Page text ::
It’s worth mentioning that as a manager, you can’t solve everything with a coaching approach. Knowing when to make something a coaching conversation, and when not to, can be a tricky business.

Know when something is not a coaching conversation

It is a fine balance being both a coach and a manager. A good coaching relationship is based on a sense of equality, and as autonomous as I like to feel my teams are, being a manager means there’s a power dynamic there that makes equality tricky (this article has an interesting take on managing those power dynamics). You may find a scenario where you are helping someone on an improvement plan, which by design does not facilitate impartiality. Coaching techniques should still be used (active listening, empathy, evaluating options with pros and cons, accountability), but be very aware that sometimes the agenda is necessarily yours, not theirs.

There are times when it’s just not a good idea to try a coaching approach. 

  1. When you have the definitive answer, and they don’t. See, “How do I put a support ticket in to IT?”, “Where do we keep the project repositories?”. Trying a coaching approach here gets annoying very quickly.

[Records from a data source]
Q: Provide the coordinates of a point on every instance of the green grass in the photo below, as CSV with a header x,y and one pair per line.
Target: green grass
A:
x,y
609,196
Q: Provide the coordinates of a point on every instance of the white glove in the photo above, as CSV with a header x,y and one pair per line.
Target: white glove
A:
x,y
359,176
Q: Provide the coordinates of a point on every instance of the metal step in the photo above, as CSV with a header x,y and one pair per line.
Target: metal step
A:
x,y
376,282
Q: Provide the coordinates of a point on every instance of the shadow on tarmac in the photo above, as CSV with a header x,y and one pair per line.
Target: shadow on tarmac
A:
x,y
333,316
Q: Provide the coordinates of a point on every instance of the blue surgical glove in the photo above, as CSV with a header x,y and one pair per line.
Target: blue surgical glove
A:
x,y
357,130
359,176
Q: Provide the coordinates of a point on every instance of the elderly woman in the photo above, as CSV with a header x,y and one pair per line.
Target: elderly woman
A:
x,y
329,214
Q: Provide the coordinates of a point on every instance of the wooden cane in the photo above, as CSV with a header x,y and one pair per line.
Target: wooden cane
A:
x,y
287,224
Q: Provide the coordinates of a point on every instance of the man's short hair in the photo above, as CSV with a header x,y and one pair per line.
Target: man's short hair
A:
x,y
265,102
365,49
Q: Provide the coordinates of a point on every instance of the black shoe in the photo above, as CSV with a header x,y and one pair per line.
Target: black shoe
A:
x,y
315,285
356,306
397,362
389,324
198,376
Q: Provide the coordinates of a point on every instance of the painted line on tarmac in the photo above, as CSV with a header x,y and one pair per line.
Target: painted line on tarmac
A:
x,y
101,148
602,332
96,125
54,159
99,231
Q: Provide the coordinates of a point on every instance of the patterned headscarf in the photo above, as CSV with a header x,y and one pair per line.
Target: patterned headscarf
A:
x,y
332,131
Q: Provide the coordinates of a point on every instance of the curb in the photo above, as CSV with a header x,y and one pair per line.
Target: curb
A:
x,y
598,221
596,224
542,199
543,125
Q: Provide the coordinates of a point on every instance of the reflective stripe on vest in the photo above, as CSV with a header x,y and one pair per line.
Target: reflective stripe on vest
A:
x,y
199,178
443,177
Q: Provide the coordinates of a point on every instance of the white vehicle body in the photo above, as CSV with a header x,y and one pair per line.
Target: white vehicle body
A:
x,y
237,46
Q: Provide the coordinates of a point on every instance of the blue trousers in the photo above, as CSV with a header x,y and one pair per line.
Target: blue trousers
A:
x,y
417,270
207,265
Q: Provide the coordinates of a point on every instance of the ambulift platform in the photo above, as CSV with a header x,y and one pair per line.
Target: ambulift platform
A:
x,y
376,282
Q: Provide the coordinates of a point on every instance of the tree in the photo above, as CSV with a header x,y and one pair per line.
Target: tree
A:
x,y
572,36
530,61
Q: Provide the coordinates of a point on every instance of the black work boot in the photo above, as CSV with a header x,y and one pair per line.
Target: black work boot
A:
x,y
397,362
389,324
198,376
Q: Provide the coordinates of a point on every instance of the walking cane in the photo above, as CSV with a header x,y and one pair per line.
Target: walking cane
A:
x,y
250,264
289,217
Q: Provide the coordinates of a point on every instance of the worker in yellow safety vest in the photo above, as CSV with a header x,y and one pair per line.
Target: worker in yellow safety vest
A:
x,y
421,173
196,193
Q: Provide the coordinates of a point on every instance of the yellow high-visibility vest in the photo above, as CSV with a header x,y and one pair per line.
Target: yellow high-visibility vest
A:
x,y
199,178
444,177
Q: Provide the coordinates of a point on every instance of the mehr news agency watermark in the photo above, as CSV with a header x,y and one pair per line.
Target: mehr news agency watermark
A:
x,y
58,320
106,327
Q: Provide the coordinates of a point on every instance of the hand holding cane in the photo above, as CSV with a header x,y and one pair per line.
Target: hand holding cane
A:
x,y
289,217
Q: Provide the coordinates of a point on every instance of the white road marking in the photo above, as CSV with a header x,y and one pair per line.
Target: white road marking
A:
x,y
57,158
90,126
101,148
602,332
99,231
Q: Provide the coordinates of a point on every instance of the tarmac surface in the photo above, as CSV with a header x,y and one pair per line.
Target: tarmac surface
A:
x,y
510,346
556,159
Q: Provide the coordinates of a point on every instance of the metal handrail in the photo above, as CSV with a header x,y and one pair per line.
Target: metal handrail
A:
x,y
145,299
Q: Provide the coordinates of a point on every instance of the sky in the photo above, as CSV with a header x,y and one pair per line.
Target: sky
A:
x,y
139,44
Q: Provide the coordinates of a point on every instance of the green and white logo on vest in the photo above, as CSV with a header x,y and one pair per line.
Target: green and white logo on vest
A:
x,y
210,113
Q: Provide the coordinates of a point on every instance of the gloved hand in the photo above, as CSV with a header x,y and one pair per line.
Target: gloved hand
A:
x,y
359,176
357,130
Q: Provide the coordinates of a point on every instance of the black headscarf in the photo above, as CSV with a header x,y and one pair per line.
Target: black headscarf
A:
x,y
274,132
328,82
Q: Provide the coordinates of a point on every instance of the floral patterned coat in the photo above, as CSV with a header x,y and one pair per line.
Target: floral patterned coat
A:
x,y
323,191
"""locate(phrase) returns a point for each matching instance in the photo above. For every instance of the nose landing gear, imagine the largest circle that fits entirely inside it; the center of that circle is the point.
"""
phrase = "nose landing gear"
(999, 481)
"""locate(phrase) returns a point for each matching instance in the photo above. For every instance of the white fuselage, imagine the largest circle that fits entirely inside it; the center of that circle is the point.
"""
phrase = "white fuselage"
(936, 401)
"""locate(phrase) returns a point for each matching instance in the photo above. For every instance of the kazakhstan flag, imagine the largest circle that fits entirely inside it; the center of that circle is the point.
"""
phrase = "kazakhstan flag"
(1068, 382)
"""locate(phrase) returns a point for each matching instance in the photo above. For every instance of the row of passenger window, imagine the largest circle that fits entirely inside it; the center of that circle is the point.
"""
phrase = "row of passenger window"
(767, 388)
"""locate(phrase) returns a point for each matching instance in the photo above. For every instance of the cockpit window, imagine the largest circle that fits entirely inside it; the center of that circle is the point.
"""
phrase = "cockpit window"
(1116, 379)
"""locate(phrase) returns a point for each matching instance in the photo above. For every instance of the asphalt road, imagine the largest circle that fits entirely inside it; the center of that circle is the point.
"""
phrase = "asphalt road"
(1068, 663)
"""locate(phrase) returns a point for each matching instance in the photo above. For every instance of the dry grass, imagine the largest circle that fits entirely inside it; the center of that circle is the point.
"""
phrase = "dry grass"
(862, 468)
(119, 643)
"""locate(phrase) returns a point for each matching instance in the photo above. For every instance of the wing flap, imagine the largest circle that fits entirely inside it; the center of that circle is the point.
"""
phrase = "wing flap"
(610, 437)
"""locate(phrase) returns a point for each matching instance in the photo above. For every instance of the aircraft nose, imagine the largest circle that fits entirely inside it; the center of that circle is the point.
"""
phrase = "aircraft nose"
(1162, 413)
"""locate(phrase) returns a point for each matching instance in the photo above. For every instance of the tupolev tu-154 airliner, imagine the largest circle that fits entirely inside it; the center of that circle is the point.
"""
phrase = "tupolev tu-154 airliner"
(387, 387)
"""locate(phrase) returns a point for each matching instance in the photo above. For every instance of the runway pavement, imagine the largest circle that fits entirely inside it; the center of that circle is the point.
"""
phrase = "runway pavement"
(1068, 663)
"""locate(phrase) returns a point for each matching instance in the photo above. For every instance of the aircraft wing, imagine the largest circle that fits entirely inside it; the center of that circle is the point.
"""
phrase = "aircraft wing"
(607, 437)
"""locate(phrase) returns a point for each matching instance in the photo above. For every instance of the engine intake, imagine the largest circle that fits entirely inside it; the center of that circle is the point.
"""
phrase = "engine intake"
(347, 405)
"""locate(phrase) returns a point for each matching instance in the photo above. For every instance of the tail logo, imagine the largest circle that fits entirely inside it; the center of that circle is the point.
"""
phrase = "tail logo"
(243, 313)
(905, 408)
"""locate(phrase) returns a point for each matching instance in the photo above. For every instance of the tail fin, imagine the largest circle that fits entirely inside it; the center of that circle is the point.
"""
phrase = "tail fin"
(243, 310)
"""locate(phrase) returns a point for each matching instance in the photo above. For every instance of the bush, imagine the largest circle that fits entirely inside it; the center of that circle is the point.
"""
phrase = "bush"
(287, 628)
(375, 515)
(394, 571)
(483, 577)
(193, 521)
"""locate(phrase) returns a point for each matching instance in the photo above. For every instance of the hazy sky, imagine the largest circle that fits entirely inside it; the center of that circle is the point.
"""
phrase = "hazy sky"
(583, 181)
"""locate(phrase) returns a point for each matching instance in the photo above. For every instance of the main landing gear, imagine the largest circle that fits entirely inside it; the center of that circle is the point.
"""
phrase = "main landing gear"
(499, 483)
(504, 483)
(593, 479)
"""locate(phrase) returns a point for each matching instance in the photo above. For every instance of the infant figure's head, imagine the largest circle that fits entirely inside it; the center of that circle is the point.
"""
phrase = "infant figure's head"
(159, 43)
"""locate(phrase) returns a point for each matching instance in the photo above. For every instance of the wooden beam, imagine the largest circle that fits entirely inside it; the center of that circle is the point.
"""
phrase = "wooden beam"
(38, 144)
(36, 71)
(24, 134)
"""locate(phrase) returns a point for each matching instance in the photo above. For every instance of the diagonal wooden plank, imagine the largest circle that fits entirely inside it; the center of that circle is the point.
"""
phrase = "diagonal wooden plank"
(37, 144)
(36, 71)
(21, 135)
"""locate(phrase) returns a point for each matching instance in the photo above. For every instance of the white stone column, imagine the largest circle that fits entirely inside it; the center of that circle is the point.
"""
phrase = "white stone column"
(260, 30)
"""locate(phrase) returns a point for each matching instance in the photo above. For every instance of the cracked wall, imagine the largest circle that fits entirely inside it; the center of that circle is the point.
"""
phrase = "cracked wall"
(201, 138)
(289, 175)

Task statement :: Could you repeat the coaching text starting at "It’s worth mentioning" and ending at "yours, not theirs.", swapping in "team lead" wherever "manager" appears?

Answer to this problem ::
It’s worth mentioning that as a team lead, you can’t solve everything with a coaching approach. Knowing when to make something a coaching conversation, and when not to, can be a tricky business.

Know when something is not a coaching conversation

It is a fine balance being both a coach and a team lead. A good coaching relationship is based on a sense of equality, and as autonomous as I like to feel my teams are, being a team lead means there’s a power dynamic there that makes equality tricky (this article has an interesting take on managing those power dynamics). You may find a scenario where you are helping someone on an improvement plan, which by design does not facilitate impartiality. Coaching techniques should still be used (active listening, empathy, evaluating options with pros and cons, accountability), but be very aware that sometimes the agenda is necessarily yours, not theirs.